--- STATED PROBLEM ---
Rewrite the data from the line with "target = lit cross on top" up to and including the line with "column 155, row 594", replacing "a dot on each" with "a mark on each" and leaving everything else unchanged.

--- Start of RECORDS TO USE ---

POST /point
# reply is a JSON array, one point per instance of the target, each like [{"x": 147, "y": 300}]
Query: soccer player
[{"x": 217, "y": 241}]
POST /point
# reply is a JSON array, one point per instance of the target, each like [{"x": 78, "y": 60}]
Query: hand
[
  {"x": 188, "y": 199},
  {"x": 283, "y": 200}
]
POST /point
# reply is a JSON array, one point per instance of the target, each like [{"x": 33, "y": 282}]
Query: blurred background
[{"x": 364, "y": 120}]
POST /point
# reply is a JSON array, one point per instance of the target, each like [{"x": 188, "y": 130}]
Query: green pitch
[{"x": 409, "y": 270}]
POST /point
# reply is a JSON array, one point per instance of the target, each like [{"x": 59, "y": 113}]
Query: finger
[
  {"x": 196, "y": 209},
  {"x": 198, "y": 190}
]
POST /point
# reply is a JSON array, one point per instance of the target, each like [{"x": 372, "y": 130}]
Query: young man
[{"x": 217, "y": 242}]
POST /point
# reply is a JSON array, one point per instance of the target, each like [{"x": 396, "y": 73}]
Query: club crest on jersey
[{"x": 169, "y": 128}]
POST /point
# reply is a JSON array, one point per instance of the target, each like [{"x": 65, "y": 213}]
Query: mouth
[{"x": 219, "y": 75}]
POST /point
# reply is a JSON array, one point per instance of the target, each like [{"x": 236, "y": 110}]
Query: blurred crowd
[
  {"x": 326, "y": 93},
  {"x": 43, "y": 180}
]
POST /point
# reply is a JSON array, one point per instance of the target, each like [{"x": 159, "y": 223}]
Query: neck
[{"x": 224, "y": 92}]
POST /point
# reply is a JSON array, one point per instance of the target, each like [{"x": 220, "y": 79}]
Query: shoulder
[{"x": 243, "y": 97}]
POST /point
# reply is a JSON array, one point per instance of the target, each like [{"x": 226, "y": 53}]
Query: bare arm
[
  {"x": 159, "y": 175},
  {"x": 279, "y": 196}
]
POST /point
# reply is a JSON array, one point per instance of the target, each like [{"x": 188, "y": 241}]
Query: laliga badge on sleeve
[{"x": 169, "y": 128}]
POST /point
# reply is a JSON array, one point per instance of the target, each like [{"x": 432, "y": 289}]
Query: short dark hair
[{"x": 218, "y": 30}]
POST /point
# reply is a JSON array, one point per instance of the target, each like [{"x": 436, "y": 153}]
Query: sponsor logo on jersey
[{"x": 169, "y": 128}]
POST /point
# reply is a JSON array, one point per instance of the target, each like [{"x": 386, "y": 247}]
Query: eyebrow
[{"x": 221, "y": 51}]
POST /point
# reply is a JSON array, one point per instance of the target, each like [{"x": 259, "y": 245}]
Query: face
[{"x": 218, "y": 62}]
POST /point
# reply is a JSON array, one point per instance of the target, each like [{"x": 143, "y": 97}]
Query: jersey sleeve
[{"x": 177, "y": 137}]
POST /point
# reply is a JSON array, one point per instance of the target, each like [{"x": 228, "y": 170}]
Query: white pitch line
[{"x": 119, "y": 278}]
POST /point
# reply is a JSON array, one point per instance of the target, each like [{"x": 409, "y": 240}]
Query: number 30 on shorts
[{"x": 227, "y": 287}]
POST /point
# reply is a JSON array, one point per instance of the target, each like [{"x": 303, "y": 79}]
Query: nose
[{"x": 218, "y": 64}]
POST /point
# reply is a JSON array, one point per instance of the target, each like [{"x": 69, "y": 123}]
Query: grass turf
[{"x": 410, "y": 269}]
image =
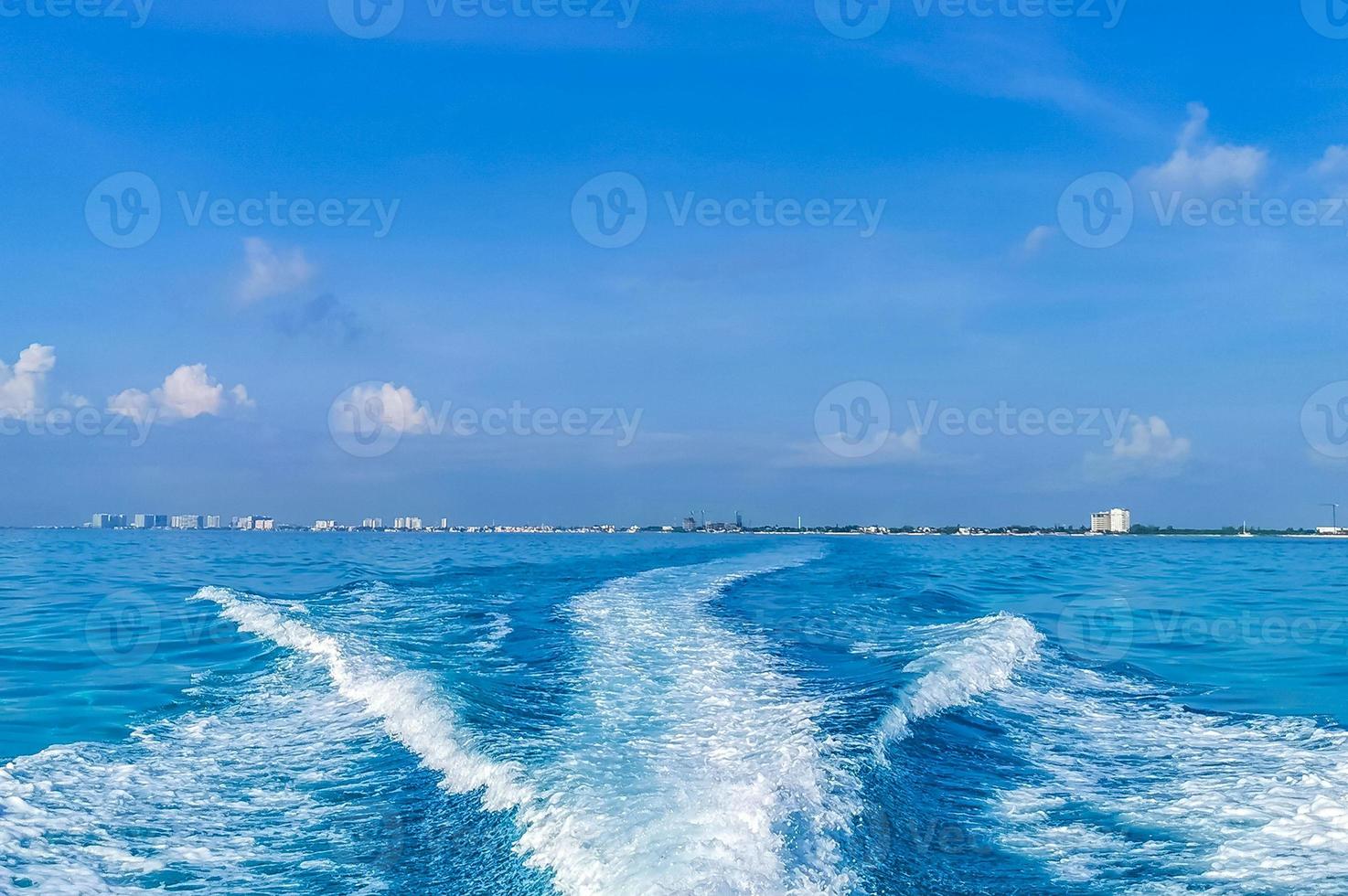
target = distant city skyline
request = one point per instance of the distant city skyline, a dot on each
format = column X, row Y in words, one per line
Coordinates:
column 946, row 271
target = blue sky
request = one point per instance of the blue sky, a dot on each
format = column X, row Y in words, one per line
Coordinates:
column 716, row 344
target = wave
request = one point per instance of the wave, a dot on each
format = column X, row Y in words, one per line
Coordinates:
column 961, row 662
column 696, row 762
column 407, row 704
column 209, row 796
column 1129, row 782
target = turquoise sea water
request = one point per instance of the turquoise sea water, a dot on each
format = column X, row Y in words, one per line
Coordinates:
column 273, row 713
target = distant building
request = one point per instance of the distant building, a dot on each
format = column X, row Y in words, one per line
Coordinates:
column 1115, row 522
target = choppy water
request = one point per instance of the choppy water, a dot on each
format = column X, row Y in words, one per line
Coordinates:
column 248, row 713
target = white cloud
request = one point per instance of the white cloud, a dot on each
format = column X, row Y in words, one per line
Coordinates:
column 1202, row 166
column 1035, row 239
column 272, row 273
column 187, row 394
column 1333, row 164
column 383, row 406
column 22, row 387
column 1332, row 168
column 1148, row 448
column 833, row 450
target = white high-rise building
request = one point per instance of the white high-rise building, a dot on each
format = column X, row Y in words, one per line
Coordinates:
column 1115, row 522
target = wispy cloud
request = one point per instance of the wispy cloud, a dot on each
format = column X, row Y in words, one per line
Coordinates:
column 187, row 394
column 1200, row 166
column 22, row 386
column 270, row 272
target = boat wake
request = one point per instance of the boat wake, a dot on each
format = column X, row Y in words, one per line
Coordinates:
column 960, row 662
column 696, row 763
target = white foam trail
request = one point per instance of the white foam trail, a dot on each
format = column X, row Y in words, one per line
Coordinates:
column 406, row 704
column 697, row 764
column 968, row 659
column 209, row 796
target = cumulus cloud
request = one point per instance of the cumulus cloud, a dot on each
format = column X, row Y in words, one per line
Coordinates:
column 187, row 394
column 272, row 272
column 380, row 406
column 1148, row 448
column 1202, row 166
column 23, row 386
column 1037, row 238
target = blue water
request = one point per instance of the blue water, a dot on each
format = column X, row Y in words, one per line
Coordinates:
column 273, row 713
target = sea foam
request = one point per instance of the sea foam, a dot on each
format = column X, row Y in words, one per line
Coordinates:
column 960, row 663
column 697, row 762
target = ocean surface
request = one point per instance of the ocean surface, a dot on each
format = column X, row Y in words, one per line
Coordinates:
column 360, row 713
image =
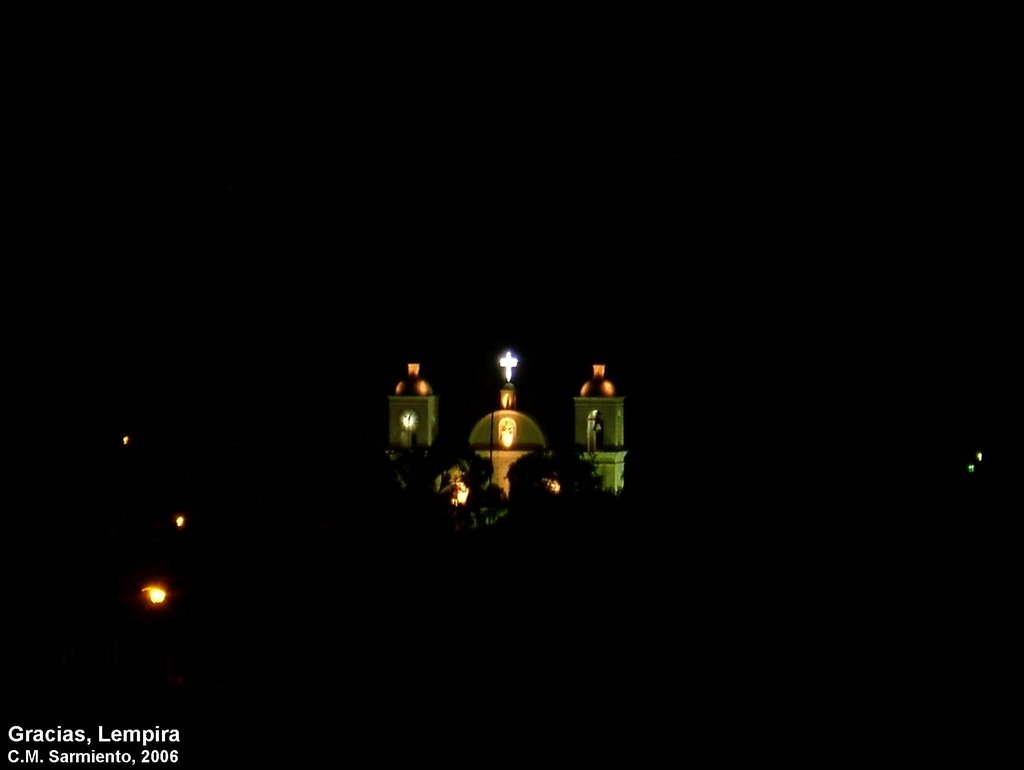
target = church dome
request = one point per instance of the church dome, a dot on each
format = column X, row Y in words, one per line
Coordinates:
column 414, row 384
column 598, row 385
column 507, row 429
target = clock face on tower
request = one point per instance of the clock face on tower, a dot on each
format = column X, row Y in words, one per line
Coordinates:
column 408, row 420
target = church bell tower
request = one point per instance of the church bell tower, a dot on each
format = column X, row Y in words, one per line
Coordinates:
column 600, row 428
column 412, row 413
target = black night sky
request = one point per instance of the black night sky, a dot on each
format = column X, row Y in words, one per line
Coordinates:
column 808, row 303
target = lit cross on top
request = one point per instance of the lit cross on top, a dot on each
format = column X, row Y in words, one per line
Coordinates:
column 508, row 362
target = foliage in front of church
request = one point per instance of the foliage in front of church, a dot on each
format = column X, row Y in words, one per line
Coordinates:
column 452, row 490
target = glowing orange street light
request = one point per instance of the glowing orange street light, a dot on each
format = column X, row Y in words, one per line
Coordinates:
column 155, row 594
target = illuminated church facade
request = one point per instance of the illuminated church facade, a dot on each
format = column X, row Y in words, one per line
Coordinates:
column 505, row 435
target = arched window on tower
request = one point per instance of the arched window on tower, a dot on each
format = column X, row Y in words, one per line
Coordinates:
column 595, row 431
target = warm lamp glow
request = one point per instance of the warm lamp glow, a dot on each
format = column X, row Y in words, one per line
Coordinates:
column 461, row 494
column 156, row 594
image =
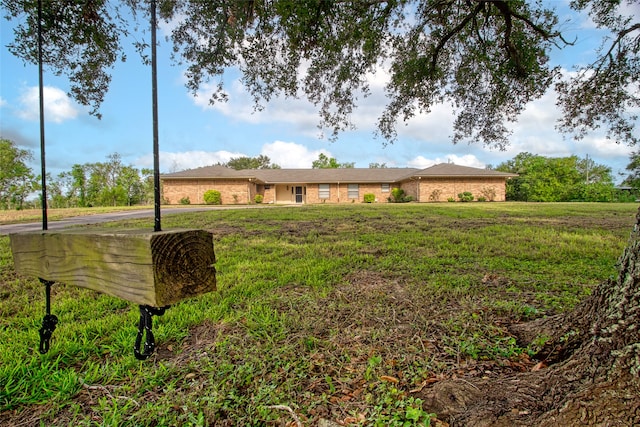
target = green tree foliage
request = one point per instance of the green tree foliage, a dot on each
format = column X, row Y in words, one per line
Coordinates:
column 558, row 179
column 260, row 162
column 487, row 58
column 16, row 178
column 633, row 178
column 110, row 183
column 325, row 162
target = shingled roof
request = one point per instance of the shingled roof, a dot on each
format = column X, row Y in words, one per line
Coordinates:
column 342, row 175
column 448, row 170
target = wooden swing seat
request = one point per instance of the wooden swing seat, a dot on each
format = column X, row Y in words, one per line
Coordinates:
column 152, row 268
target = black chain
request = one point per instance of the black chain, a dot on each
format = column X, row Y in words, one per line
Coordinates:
column 145, row 327
column 49, row 321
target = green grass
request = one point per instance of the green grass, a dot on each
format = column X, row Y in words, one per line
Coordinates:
column 337, row 312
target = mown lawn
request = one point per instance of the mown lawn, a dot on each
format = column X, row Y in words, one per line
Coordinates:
column 338, row 313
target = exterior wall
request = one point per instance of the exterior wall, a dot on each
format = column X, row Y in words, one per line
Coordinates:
column 441, row 189
column 424, row 190
column 176, row 189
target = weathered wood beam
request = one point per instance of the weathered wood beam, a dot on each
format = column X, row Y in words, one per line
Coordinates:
column 141, row 266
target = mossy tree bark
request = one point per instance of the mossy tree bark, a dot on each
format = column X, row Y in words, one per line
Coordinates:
column 593, row 373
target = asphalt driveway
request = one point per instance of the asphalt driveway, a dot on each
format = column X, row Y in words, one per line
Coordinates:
column 100, row 218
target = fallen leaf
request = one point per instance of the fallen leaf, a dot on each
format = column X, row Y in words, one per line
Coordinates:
column 538, row 366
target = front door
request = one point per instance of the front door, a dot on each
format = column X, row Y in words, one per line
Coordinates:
column 299, row 194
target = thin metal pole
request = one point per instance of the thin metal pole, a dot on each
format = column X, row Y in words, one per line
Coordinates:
column 41, row 95
column 154, row 95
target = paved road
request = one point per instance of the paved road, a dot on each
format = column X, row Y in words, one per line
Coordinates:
column 98, row 218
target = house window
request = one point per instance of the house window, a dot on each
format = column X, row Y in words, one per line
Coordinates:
column 323, row 191
column 352, row 191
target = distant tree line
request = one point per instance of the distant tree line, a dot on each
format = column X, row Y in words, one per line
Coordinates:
column 564, row 179
column 111, row 183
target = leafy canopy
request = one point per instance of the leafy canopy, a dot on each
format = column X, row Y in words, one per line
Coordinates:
column 486, row 58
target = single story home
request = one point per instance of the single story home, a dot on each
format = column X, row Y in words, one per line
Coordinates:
column 345, row 185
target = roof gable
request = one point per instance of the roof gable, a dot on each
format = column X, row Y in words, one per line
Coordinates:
column 340, row 175
column 452, row 170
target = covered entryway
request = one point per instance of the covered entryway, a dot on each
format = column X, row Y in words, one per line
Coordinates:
column 299, row 193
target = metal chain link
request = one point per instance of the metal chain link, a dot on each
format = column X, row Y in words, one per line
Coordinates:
column 145, row 326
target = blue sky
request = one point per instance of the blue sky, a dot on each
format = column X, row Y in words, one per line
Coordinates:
column 192, row 133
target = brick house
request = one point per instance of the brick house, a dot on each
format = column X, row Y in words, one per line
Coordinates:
column 285, row 186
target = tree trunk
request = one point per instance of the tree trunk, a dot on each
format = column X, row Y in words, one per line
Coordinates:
column 593, row 356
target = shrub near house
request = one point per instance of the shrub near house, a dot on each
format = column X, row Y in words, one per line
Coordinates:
column 342, row 185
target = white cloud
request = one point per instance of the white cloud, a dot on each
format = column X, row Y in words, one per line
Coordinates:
column 174, row 162
column 290, row 155
column 240, row 107
column 58, row 107
column 421, row 162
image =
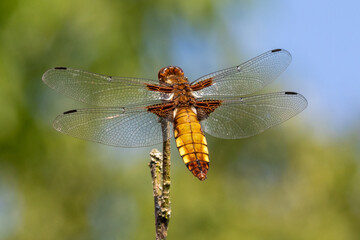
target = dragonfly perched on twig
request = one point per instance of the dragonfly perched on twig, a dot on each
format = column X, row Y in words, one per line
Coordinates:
column 217, row 103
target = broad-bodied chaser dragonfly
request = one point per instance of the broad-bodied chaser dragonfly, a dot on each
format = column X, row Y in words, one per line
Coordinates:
column 216, row 103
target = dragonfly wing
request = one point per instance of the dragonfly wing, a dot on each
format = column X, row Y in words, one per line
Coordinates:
column 244, row 117
column 248, row 77
column 100, row 90
column 121, row 127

--- End of RECORDS TO USE ---

--- FULL RESPONSE ---
target = lit cross on top
request = one point per instance of the lit cross on top, a mark on each
format = column X, row Y in words, one per line
Coordinates:
column 508, row 362
target = foliage in front of church
request = one point per instance of the foliage in front of church, a mark on each
format = column X, row Y in words, one per line
Coordinates:
column 452, row 490
target = glowing orange street light
request = one point per instance of the glowing orange street light, a mark on each
format = column X, row Y in words, one per line
Coordinates:
column 155, row 594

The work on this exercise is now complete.